STATED EXERCISE
All entries must be repeated exactly; do not include the pictures.
* Begin GIVEN INFORMATION *
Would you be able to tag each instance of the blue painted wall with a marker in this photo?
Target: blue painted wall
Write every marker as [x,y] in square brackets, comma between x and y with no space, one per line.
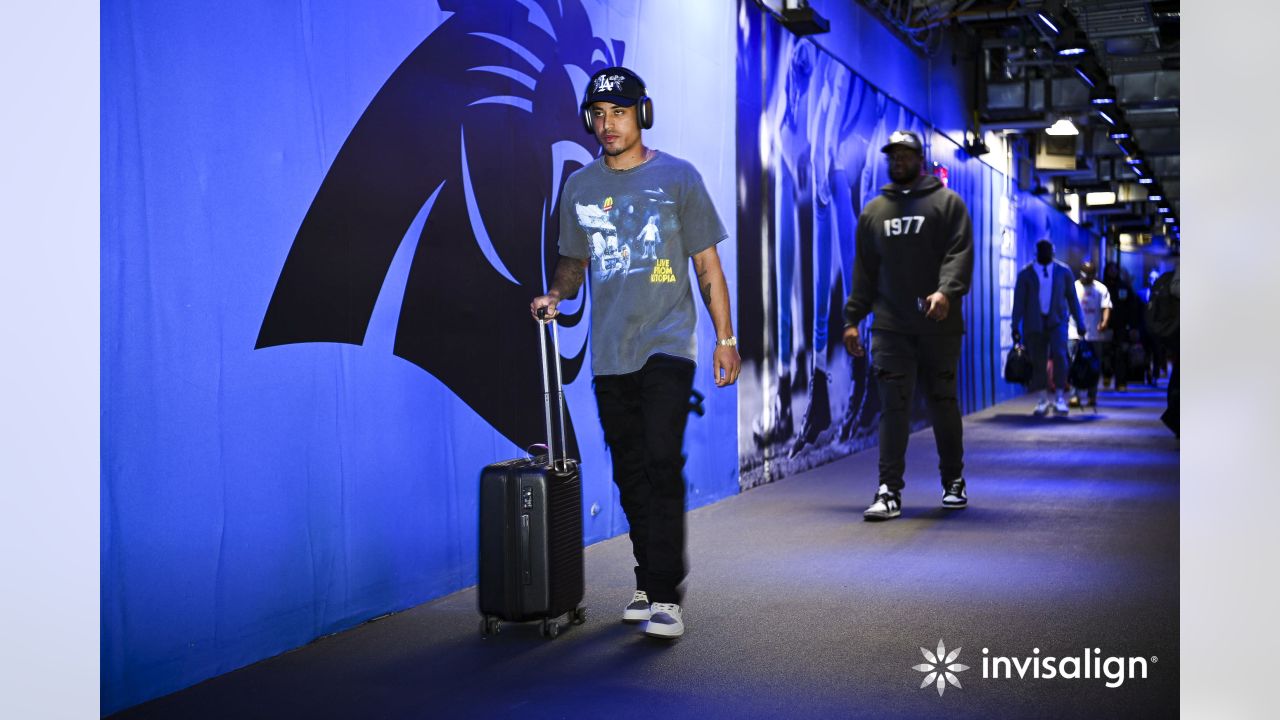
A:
[256,497]
[259,495]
* End GIVEN INFORMATION *
CORRECT ANSWER
Would you be able to tag each instance of the blue painted wall with a marker in this photo?
Target: blue painted wall
Write every marker as [x,y] in square brackets, comma between x and y with no space, one per line.
A:
[256,497]
[259,495]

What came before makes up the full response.